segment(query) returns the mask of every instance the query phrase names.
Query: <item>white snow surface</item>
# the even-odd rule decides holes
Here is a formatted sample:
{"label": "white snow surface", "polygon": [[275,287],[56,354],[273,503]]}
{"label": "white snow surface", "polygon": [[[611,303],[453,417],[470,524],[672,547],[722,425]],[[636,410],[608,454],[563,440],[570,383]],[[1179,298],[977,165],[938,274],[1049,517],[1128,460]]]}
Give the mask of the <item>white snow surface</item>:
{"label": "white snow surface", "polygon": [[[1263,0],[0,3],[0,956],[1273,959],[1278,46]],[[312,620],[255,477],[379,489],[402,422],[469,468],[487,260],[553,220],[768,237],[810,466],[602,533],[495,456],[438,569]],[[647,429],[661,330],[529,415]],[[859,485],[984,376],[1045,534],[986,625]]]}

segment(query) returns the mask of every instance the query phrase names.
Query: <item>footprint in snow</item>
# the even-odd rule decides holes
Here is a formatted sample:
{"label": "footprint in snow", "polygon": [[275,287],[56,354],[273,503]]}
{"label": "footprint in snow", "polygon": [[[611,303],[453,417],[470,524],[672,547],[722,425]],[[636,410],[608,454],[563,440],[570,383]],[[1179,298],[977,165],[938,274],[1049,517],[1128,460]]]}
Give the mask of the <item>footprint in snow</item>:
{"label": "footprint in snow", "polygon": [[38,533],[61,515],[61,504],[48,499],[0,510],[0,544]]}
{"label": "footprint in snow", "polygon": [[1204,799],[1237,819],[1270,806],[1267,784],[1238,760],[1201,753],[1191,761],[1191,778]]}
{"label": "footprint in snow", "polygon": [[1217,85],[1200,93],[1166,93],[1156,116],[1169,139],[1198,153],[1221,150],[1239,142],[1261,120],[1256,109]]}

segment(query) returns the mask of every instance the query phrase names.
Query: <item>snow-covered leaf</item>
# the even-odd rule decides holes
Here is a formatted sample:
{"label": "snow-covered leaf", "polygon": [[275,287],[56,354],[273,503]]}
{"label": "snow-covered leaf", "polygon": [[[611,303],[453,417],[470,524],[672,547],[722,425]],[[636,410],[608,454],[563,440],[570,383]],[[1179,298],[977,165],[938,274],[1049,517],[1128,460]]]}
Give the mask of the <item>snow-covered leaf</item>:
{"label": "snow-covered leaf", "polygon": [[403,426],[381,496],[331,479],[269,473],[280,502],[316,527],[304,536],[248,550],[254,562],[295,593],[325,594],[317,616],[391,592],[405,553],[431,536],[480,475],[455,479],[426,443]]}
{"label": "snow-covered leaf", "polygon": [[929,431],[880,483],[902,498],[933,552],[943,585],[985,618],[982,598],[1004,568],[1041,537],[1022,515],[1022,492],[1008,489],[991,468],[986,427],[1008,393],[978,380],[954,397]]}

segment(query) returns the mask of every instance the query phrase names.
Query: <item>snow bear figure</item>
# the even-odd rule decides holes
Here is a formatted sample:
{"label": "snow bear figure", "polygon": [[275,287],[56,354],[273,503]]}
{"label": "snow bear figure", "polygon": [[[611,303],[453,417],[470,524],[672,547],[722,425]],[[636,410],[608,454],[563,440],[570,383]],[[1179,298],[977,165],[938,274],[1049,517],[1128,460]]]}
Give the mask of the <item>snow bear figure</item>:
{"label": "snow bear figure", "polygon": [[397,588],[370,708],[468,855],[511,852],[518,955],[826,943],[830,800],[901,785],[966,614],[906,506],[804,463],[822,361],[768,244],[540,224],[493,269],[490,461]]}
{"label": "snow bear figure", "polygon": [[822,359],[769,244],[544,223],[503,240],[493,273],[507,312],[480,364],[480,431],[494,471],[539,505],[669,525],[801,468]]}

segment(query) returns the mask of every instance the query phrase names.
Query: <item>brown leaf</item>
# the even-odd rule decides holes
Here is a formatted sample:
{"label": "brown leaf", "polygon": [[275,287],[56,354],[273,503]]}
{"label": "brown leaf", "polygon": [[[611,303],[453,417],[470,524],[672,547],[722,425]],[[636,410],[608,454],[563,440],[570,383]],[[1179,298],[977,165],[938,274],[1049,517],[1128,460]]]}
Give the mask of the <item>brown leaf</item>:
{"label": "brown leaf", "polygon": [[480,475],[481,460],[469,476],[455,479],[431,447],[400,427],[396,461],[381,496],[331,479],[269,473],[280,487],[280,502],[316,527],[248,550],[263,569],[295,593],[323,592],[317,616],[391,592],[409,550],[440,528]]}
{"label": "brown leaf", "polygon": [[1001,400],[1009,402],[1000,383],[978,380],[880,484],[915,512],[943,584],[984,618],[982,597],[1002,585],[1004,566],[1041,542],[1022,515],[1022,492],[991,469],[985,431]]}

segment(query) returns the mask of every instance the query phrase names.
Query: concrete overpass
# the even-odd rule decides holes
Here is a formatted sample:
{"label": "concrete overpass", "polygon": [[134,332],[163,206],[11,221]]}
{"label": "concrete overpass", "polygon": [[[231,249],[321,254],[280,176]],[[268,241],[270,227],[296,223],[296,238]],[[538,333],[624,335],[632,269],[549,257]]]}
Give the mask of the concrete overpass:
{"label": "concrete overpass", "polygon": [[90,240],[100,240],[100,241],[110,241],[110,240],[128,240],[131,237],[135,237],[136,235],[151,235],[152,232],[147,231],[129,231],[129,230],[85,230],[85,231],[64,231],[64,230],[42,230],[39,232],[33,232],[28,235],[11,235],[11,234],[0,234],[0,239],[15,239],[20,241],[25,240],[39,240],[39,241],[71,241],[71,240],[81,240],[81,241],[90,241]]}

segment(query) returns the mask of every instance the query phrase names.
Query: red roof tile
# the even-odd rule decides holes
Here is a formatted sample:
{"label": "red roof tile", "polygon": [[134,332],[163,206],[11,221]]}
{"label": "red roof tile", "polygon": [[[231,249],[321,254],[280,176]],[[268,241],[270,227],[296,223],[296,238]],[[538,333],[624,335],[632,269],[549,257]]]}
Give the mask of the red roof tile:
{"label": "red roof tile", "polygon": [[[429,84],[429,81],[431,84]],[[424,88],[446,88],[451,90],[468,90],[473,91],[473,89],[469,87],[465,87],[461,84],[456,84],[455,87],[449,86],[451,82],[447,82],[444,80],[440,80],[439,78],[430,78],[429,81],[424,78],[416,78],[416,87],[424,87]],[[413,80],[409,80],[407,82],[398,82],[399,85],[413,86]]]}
********
EXERCISE OBJECTIVE:
Reproduce every record that appears above, keeping the wording exact.

EXERCISE RESPONSE:
segment(query) returns the mask of every instance the query phrase names.
Query: <item>white snow surface</item>
# the even-odd rule decides holes
Here is a formatted sample:
{"label": "white snow surface", "polygon": [[275,287],[56,354],[273,503]]}
{"label": "white snow surface", "polygon": [[[611,303],[453,417],[470,524],[672,547],[722,425]],[[636,410],[608,454],[563,440],[570,383]],[[1179,298],[977,165],[938,274],[1049,517],[1128,460]]]}
Give the mask of the <item>white snow surface</item>:
{"label": "white snow surface", "polygon": [[[1263,0],[0,3],[0,956],[1273,959],[1278,46]],[[312,620],[255,477],[379,489],[402,422],[469,468],[487,260],[553,220],[768,237],[810,466],[602,533],[495,456],[438,569]],[[647,429],[661,330],[529,415]],[[859,485],[984,376],[1045,534],[986,625]]]}

segment(query) returns the mask of every instance the query phrase names.
Query: <item>footprint in snow</item>
# the even-odd rule decides holes
Here is a formatted sample:
{"label": "footprint in snow", "polygon": [[275,287],[56,354],[273,503]]}
{"label": "footprint in snow", "polygon": [[[611,303],[453,417],[470,524],[672,547],[722,425]],[[636,410],[608,454],[563,440],[570,383]],[[1179,298],[977,165],[938,274],[1049,517],[1128,460]]]}
Give the mask of the <item>footprint in snow</item>:
{"label": "footprint in snow", "polygon": [[38,533],[61,515],[61,504],[48,499],[0,510],[0,544]]}
{"label": "footprint in snow", "polygon": [[1204,799],[1237,819],[1270,806],[1267,784],[1238,760],[1201,753],[1191,761],[1191,778]]}
{"label": "footprint in snow", "polygon": [[1217,85],[1200,93],[1166,93],[1156,116],[1169,139],[1198,153],[1221,150],[1239,142],[1261,120],[1256,109]]}

segment(query) returns the mask of every instance the query phrase names.
Query: <item>snow-covered leaf</item>
# the even-odd rule decides holes
Here is a formatted sample:
{"label": "snow-covered leaf", "polygon": [[275,287],[56,354],[273,503]]}
{"label": "snow-covered leaf", "polygon": [[[611,303],[453,417],[470,524],[672,547],[722,425]],[[636,410],[608,454],[563,440],[570,383]],[[1179,298],[977,165],[938,274],[1049,517],[1128,460]]]}
Give the mask of the <item>snow-covered leaf</item>:
{"label": "snow-covered leaf", "polygon": [[403,426],[381,496],[331,479],[269,473],[280,502],[316,527],[304,536],[248,550],[254,562],[295,593],[325,594],[317,616],[391,592],[405,553],[431,536],[480,475],[455,479],[426,443]]}
{"label": "snow-covered leaf", "polygon": [[929,431],[880,483],[902,498],[933,552],[943,585],[985,618],[982,598],[1004,568],[1041,537],[1022,515],[1022,492],[1008,489],[991,468],[986,427],[1008,393],[978,380],[954,397]]}

segment(query) returns the mask of every instance the query phrase names.
Query: <item>snow bear figure</item>
# the even-odd rule decides holes
Here is a formatted sample:
{"label": "snow bear figure", "polygon": [[275,287],[56,354],[273,503]]}
{"label": "snow bear figure", "polygon": [[[611,303],[453,417],[470,524],[672,547],[722,425]],[[636,410],[608,454],[563,440],[570,383]],[[1179,298],[977,165],[938,274],[1049,517],[1128,460]]]}
Give the mask of the <item>snow bear figure</item>:
{"label": "snow bear figure", "polygon": [[397,588],[370,708],[468,855],[511,852],[518,955],[826,943],[830,800],[901,785],[966,614],[906,506],[804,463],[822,361],[768,244],[540,224],[493,269],[490,461]]}
{"label": "snow bear figure", "polygon": [[822,359],[769,244],[544,223],[503,240],[493,273],[507,312],[480,364],[480,431],[494,471],[539,505],[669,525],[801,468]]}

segment(query) returns the mask of every instance the query phrase names.
Query: <item>brown leaf</item>
# the even-odd rule decides holes
Here is a formatted sample:
{"label": "brown leaf", "polygon": [[275,287],[56,354],[273,503]]}
{"label": "brown leaf", "polygon": [[[611,303],[453,417],[470,524],[672,547],[722,425]],[[636,410],[608,454],[563,440],[570,383]],[[1179,298],[977,165],[938,274],[1049,517],[1128,460]]]}
Give the mask of the <item>brown leaf</item>:
{"label": "brown leaf", "polygon": [[480,475],[481,460],[469,476],[455,479],[431,447],[400,427],[396,461],[381,496],[331,479],[269,473],[280,487],[280,502],[316,527],[248,550],[263,569],[295,593],[323,592],[317,616],[391,592],[409,550],[440,528]]}
{"label": "brown leaf", "polygon": [[1001,400],[1009,402],[1000,383],[978,380],[880,484],[915,512],[943,584],[984,618],[982,597],[1002,585],[1004,566],[1041,542],[1022,515],[1022,492],[991,469],[985,431]]}

segment(query) returns the mask of every instance the query phrase names.
Query: concrete overpass
# the even-odd rule decides holes
Here is a formatted sample:
{"label": "concrete overpass", "polygon": [[134,332],[163,206],[11,221]]}
{"label": "concrete overpass", "polygon": [[[231,249],[321,254],[280,176]],[[268,241],[270,227],[296,223],[296,238]],[[538,333],[624,335],[632,269],[549,257]]]}
Give the mask of the concrete overpass:
{"label": "concrete overpass", "polygon": [[90,240],[100,240],[100,241],[110,241],[110,240],[128,240],[131,237],[135,237],[136,235],[151,235],[152,232],[147,231],[129,231],[129,230],[85,230],[85,231],[64,231],[64,230],[42,230],[39,232],[33,232],[28,235],[11,235],[11,234],[0,234],[0,239],[15,239],[20,241],[25,240],[39,240],[39,241],[71,241],[71,240],[81,240],[81,241],[90,241]]}

segment(query) returns the mask of every instance the query phrase names.
Query: red roof tile
# the even-odd rule decides holes
Here is a formatted sample:
{"label": "red roof tile", "polygon": [[134,332],[163,206],[11,221]]}
{"label": "red roof tile", "polygon": [[[231,249],[321,254],[280,176]],[[268,241],[270,227],[296,223],[296,238]],[[538,333],[624,335],[632,269],[549,257]]]}
Give the mask of the red roof tile:
{"label": "red roof tile", "polygon": [[[429,84],[429,81],[431,84]],[[424,88],[446,88],[451,90],[468,90],[473,91],[473,89],[469,87],[465,87],[461,84],[456,84],[455,87],[449,86],[451,82],[447,82],[444,80],[440,80],[439,78],[430,78],[429,81],[424,78],[416,78],[416,87],[424,87]],[[413,80],[409,80],[407,82],[398,82],[399,85],[413,86]]]}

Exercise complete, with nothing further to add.